■ **TASK DIRECTIONS**
Convert the lines below into a JSON list of strings, one string per line, and omit any blank lines.

■ **Records from a data source**
--- Start ---

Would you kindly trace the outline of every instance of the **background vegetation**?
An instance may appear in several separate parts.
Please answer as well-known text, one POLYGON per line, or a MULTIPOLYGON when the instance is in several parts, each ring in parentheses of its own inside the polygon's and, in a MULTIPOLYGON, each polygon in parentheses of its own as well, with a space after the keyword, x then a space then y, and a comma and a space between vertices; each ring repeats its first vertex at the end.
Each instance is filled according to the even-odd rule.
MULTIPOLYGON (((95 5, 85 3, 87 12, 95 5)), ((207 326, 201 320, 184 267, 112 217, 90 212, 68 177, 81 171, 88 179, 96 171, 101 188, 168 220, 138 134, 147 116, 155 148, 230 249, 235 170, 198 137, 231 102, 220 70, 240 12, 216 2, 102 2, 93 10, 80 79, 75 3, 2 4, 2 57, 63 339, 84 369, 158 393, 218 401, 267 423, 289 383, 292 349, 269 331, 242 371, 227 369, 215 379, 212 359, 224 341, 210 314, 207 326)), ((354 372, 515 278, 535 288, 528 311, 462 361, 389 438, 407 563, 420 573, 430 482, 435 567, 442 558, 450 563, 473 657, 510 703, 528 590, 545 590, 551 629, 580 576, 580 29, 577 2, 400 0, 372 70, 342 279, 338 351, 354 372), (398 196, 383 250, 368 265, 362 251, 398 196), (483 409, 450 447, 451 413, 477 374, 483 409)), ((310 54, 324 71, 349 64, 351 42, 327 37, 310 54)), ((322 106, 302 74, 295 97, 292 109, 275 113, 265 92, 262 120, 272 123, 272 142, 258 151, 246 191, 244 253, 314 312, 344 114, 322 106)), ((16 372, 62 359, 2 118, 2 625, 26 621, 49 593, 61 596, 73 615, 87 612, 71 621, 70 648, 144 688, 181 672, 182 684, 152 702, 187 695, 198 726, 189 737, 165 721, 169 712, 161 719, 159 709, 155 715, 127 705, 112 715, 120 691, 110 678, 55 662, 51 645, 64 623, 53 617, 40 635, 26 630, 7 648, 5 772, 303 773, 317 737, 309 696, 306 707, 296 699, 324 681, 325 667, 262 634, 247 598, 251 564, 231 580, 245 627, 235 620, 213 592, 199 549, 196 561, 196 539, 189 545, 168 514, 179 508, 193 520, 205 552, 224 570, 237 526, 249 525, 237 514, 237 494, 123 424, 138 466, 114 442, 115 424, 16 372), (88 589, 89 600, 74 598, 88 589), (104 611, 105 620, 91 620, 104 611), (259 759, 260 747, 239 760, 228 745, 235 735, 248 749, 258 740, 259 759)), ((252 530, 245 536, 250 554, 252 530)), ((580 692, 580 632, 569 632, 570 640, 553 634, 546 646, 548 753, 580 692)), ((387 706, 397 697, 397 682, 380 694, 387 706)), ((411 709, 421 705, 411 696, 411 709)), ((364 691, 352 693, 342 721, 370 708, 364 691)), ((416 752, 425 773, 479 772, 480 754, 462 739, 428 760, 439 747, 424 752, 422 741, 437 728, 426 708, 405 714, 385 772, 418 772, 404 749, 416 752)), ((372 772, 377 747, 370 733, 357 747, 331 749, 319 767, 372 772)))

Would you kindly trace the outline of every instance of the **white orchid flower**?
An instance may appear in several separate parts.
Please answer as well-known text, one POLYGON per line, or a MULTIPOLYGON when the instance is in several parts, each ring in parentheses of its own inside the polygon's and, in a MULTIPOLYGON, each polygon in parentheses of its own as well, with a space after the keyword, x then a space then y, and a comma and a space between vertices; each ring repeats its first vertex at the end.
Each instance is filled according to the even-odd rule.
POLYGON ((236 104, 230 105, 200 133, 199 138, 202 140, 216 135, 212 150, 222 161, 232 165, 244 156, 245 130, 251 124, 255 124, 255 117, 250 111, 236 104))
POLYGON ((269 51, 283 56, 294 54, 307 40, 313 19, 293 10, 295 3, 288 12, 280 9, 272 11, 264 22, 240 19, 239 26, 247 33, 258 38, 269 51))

--- End ---

■ **CORRECT RESULT**
[
  "Would you kindly trace the outline of every instance of the **background vegetation**?",
  "An instance may appear in several separate parts.",
  "Please answer as well-known text, one POLYGON per line, or a MULTIPOLYGON when the instance is in several parts, each ring in parentheses of its own inside the polygon's and, in a MULTIPOLYGON, each polygon in parentheses of its own as well, with a space after the keyword, x then a space then y, and a comma and a space between vertices; each ring repeats its first vertex at the end.",
  "Each instance is filled according to the even-odd rule.",
  "MULTIPOLYGON (((95 5, 85 3, 87 12, 95 5)), ((207 326, 201 320, 184 267, 112 217, 90 212, 68 177, 81 171, 88 179, 96 171, 101 188, 168 220, 138 134, 147 116, 155 148, 230 249, 235 170, 198 137, 231 102, 220 70, 240 12, 216 2, 102 2, 93 10, 80 79, 75 3, 2 4, 2 57, 63 339, 84 369, 158 393, 218 401, 267 423, 289 383, 292 349, 269 331, 242 371, 227 369, 215 379, 212 359, 224 341, 210 314, 207 326)), ((354 372, 515 278, 535 288, 528 311, 462 361, 389 438, 407 563, 420 573, 430 482, 435 567, 442 558, 450 563, 473 657, 510 703, 528 590, 545 590, 551 629, 580 576, 580 29, 577 2, 400 0, 372 70, 342 279, 338 351, 354 372), (398 196, 383 250, 368 265, 362 251, 398 196), (483 409, 450 447, 451 413, 477 374, 483 409)), ((310 54, 324 71, 349 64, 351 42, 327 37, 310 54)), ((322 106, 302 74, 295 97, 292 109, 275 113, 265 92, 262 120, 272 123, 272 142, 258 151, 246 191, 244 253, 314 312, 344 114, 322 106)), ((16 372, 62 359, 2 118, 2 625, 26 621, 49 593, 61 596, 73 615, 87 612, 71 621, 70 648, 144 688, 181 672, 182 684, 152 702, 187 695, 198 726, 189 737, 165 721, 169 712, 161 719, 159 709, 155 715, 127 705, 112 715, 120 691, 110 678, 55 662, 51 645, 64 623, 53 617, 40 635, 26 630, 7 648, 5 772, 303 773, 317 737, 309 696, 306 707, 296 699, 324 681, 325 667, 262 634, 247 598, 251 564, 231 580, 245 627, 235 620, 213 592, 199 549, 196 561, 196 539, 189 545, 168 514, 179 508, 193 520, 205 552, 224 570, 237 526, 249 525, 237 514, 237 494, 123 424, 138 466, 114 442, 115 424, 16 372), (88 589, 89 600, 74 598, 88 589), (104 611, 105 620, 91 620, 104 611), (259 759, 260 747, 239 760, 228 745, 235 735, 248 749, 258 740, 259 759)), ((252 530, 245 536, 250 554, 252 530)), ((580 692, 580 632, 569 632, 570 640, 553 634, 546 646, 548 753, 580 692)), ((387 706, 397 697, 397 682, 380 694, 387 706)), ((411 709, 421 705, 411 696, 411 709)), ((364 691, 352 693, 342 721, 370 708, 364 691)), ((416 752, 425 773, 479 772, 480 754, 462 739, 428 760, 439 747, 424 752, 422 741, 437 728, 426 708, 405 714, 385 772, 418 772, 404 749, 416 752)), ((372 772, 377 747, 370 733, 357 747, 331 749, 319 767, 372 772)))",
  "Would you kindly trace the outline of every instance of the **white orchid flower**?",
  "An instance may appear in several separate parts.",
  "Please answer as well-known text, one POLYGON per line, or a MULTIPOLYGON when the instance is in several parts, each ring in parentheses of its own inside the polygon's and, in a MULTIPOLYGON, each polygon in parentheses of its own as well, with a space after the keyword, x then a space then y, and a comma and a space between vertices; each ring repeats its first vertex at the end.",
  "Each instance is filled according to the even-odd rule.",
  "POLYGON ((236 104, 230 105, 200 133, 199 138, 202 140, 216 135, 212 150, 222 161, 232 165, 244 156, 245 130, 251 124, 255 124, 255 117, 250 111, 236 104))",
  "POLYGON ((269 51, 283 56, 294 54, 307 40, 313 19, 293 10, 295 3, 288 12, 280 9, 272 11, 264 22, 240 19, 239 26, 247 33, 258 38, 269 51))"
]